§ Passage shown
——
LIFE ON THE PLAINS: The formative years at St. Joseph School

The only photo that could be found of the St. Joseph School was taken in 1944. Maybe you have some relatives in the photo. These were the Cadets (grades 5-8). Front row, left to right, Arthur Belanger, (?), Donald Bouchard, Edwin Daigle, Norman Pilotte, Louis Champagne, Norman Giroux, Gid Talbot, Armand Giguere, Alex Cormier, Robert Bourget, Roger Corbin and Arnold Trahan. Second row, Donald Carpentier, Denis Labonte, Arthur Routhier, Lionel Cabana, Bob “Satch” Maheu, Bertrand Lacroix, Jerome Hallee, Donald Pelletier, Gene Gagne, Reginald Porter, Francis Poirier, Robert Champagne, Thomas Michaud, Richard Duperry, Robert Trahan, Raymond Carpentier and Edmond Martin. Rear, going up the steps, Brandon Rancourt, Roger Ouellette, (?) Champagne, Reg Pelletier, Robert Lessard, Reginald Roy, Francis Poirier, Kenneth Rancourt, Francis Hallee, Richard Carrier, Donald Vachon, Gerald Mathieu, Jerome Poirier, Wilfred Viens, Fernand Michaud, Reginald Trahan, Bernard Bolduc, David Bolduc, Roger Hallee, Marcel Jalbert and Donald Maheu. (photo courtesy of E. Roger Hallee, published in Paper Talks, 1984.)

by Roland D. Hallee

Like any other phase of life, growing up on The Plains also meant school days.

Although the first five years of my school days were spent at St. Francis de Sales Parochial School, there came a time when I had to go to a different school.

St. Francis only accommodated boys until the fifth grade. Girls could stay until the eighth grade. At the time I was there, the “brothers” school across the parking lot had been shuttered. The only occupants were from the Lebanese community, who were using the building as a temporary school while awaiting the completion of their own building, St. Joseph Maronite School, on Appleton St. For some reason I don’t recall, we were mostly segregated from them, and didn’t get to meet them until high school, some of whom became good friends.

So, the boys had to go to St. Joseph Catholic School, on Silver Street, to continue their parochial education, or enroll in a public school. My parents chose to enroll me at St. Joseph’s.

St. Joseph School was located between Preston and Kimball streets, the present site of Notre Dame Catholic Church. It was a one-story, white, clapboard-sided building that sat way back from the street. It resembled your standard-looking school building. It also included a field across Preston St. where we had formulated a crude softball field. The site of the school actually had three softball fields. The other two being in front of the school, one on the south side of the yard, and the other on the north side.
——
§ Stored data
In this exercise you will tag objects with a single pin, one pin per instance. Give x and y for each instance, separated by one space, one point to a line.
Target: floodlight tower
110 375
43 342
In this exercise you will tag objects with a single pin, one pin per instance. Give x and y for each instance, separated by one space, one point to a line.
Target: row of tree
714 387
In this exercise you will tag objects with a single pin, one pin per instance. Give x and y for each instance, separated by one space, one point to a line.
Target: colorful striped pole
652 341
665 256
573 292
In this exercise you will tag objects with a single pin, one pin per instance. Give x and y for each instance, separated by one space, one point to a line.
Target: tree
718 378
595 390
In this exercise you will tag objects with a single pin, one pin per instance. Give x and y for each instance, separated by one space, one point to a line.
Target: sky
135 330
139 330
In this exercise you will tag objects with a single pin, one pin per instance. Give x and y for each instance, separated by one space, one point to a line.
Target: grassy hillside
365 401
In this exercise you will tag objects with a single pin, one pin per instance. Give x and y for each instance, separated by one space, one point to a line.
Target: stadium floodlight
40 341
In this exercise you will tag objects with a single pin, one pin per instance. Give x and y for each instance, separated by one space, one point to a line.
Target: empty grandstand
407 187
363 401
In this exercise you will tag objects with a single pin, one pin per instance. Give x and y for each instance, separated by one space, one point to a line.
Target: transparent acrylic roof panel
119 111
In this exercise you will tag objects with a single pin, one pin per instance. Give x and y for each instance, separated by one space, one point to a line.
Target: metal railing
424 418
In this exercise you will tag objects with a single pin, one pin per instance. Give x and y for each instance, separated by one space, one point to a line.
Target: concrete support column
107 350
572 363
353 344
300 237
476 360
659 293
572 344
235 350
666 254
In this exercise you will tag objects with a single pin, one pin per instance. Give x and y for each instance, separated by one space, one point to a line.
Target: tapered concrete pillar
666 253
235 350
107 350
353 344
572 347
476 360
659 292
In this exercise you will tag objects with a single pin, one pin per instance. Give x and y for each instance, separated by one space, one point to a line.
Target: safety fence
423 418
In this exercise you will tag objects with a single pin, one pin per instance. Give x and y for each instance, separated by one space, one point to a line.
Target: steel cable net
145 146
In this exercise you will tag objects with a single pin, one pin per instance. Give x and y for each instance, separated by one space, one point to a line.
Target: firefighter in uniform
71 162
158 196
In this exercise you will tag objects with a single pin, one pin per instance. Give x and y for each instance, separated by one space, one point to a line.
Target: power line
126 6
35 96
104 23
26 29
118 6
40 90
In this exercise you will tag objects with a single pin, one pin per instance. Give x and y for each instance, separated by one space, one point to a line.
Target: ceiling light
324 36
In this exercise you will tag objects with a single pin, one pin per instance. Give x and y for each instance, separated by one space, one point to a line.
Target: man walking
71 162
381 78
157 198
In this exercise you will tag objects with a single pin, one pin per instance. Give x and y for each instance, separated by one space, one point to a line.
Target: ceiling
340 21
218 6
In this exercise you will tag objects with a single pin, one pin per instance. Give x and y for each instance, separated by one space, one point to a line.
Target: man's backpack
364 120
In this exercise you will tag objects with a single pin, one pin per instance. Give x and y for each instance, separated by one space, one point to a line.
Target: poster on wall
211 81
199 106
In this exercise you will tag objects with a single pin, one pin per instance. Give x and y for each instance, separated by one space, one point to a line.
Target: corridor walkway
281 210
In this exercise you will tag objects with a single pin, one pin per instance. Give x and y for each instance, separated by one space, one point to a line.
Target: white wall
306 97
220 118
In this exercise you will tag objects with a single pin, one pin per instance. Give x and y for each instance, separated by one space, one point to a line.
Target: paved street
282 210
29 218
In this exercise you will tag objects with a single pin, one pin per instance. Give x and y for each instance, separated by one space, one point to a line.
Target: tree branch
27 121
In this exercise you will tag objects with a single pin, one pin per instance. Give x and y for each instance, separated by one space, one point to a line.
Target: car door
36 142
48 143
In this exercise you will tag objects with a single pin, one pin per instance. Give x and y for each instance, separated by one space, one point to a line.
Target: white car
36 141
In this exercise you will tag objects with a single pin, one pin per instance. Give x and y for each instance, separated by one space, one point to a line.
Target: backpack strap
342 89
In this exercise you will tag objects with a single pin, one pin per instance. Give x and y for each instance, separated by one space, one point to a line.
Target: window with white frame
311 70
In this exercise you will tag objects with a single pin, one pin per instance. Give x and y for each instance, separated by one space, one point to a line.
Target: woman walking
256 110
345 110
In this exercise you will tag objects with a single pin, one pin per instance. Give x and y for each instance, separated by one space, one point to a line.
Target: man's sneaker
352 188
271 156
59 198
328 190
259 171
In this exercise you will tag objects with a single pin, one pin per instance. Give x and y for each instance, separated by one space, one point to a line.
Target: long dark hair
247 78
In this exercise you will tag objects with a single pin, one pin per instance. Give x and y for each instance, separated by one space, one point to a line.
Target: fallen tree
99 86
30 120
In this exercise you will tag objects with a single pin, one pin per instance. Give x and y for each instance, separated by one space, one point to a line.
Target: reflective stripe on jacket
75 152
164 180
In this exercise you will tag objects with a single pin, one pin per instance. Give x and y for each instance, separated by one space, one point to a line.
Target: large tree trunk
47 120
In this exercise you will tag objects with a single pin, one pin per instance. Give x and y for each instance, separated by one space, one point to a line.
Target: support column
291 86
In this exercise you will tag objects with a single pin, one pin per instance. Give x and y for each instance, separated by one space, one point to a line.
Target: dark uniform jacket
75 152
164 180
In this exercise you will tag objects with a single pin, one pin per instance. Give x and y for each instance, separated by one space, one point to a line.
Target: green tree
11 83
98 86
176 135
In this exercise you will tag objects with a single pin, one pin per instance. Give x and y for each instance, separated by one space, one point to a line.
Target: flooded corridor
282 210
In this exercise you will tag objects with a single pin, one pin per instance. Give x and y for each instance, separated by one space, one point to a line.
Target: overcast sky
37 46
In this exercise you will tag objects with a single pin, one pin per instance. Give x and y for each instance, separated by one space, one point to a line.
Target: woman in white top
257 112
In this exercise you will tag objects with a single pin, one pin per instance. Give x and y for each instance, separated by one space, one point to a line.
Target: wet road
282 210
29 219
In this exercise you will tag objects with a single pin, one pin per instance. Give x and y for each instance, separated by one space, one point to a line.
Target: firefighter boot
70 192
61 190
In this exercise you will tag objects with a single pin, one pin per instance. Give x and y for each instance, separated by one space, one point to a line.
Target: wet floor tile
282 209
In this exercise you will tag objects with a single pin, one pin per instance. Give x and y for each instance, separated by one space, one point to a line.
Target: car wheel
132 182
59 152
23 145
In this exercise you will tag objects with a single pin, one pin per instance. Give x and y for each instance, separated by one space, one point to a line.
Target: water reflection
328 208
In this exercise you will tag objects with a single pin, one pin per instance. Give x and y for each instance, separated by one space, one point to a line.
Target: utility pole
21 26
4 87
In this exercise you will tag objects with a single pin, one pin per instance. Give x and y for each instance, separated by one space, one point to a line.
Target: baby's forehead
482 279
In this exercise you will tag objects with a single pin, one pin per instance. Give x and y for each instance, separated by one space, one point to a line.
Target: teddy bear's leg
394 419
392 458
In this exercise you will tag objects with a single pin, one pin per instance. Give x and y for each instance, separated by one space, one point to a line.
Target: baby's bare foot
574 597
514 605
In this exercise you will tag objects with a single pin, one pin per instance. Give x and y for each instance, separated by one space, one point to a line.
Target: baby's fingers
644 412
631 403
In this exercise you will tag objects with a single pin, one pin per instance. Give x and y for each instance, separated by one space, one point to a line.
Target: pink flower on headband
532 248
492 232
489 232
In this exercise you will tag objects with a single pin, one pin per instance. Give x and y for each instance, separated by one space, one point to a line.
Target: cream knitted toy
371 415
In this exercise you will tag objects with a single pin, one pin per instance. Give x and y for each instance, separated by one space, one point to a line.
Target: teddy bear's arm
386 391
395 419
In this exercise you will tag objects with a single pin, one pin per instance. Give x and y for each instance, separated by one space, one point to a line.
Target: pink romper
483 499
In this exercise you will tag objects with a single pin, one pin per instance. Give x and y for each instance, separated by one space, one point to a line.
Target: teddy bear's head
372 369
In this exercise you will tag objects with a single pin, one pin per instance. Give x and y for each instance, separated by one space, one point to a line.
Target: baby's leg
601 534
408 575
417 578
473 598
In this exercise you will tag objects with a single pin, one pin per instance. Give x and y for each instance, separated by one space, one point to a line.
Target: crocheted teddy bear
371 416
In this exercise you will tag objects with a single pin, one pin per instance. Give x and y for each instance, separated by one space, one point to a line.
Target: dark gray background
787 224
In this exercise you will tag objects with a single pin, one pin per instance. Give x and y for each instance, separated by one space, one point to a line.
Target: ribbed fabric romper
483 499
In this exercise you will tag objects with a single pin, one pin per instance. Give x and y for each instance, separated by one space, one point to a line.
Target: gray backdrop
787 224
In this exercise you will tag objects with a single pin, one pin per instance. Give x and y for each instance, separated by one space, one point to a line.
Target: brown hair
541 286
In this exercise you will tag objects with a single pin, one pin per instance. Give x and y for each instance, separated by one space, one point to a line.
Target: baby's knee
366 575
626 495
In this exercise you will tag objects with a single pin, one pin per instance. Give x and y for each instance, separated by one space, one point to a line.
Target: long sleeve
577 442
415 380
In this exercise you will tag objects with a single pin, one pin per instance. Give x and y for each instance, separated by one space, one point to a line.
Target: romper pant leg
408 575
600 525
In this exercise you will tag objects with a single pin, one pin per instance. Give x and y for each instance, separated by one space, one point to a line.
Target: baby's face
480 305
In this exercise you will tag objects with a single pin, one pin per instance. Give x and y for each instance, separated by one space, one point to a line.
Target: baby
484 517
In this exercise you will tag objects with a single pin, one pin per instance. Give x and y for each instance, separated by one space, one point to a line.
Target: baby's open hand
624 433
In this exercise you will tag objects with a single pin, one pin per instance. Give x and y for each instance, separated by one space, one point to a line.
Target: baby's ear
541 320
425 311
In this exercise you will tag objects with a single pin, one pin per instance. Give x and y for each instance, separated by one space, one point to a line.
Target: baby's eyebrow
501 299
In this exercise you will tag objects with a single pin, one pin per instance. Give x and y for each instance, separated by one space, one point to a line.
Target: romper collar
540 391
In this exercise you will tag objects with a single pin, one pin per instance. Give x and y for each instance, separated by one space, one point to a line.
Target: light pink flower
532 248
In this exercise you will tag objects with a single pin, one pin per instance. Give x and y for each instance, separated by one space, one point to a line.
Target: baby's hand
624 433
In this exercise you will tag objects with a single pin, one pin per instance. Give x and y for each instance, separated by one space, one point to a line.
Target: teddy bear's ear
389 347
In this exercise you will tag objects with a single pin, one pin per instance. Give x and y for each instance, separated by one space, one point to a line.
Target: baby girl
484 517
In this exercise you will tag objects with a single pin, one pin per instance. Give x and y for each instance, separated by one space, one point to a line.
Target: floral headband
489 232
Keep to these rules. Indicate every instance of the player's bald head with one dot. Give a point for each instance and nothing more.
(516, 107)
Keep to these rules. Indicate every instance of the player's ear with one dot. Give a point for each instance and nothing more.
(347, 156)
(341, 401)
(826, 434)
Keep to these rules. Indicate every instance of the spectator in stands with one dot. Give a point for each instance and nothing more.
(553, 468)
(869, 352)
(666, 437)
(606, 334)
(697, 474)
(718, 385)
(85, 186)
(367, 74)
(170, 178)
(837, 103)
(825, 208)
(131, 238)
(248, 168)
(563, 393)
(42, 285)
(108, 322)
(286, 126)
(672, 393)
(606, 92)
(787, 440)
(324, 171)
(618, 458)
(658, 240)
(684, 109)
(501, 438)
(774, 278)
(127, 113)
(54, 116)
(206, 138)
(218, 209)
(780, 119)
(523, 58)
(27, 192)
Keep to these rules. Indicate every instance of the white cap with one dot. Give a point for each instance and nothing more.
——
§ Exercise 1
Quote the part of the St. Joseph School memoir starting with "St. Joseph School was located" and going on through "the north side.".
§ Exercise 2
Which streets does the St. Joseph School memoir name? List every one.
§ Exercise 3
Carry on the St. Joseph School memoir from the point where it stops.

§ Exercise result 1
St. Joseph School was located between Preston and Kimball streets, the present site of Notre Dame Catholic Church. It was a one-story, white, clapboard-sided building that sat way back from the street. It resembled your standard-looking school building. It also included a field across Preston St. where we had formulated a crude softball field. The site of the school actually had three softball fields. The other two being in front of the school, one on the south side of the yard, and the other on the north side.

§ Exercise result 2
Appleton Street, Silver Street, Preston Street, Kimball Street

§ Exercise result 3
Every day, I would walk up Summer St., actually passing the site of my dad’s old market, and down Kimball St. I only attended that school two years (1960-1962), going on to junior high school my eighth grade year. That is a whole different story.

The teachers at the school at the time was Brother Eugene, Mr. Roberge and Mrs. Pelletier. I only had the two former as teachers, in sixth and seventh grades, respectively. My cousin, E. Roger Hallee, began teaching their my eighth grade year, but I never had him because I had moved on to junior high.

My first experience was strange, because so far my entire school life had been spent with the same kids, most of whom lived in my neighborhood, so we were very well acquainted. Now, I was thrust into an environment where I met other boys, mostly from Notre Dame Parochial School, that was located between King and Water streets, at the time, where the KVCAP main building is now.

There was nothing exceptional that stands out in recollecting those years, except the highly-competitive softball games during recess and lunch hour in fall and spring. The South End was home to some of Waterville’s best athletes, and competing against them, or with them, was an excellent learning experience.

Of course, most of the school year took place during winter months, and nothing much went on outside, except an occasional chance to go to the nearby South End Arena to play some hockey.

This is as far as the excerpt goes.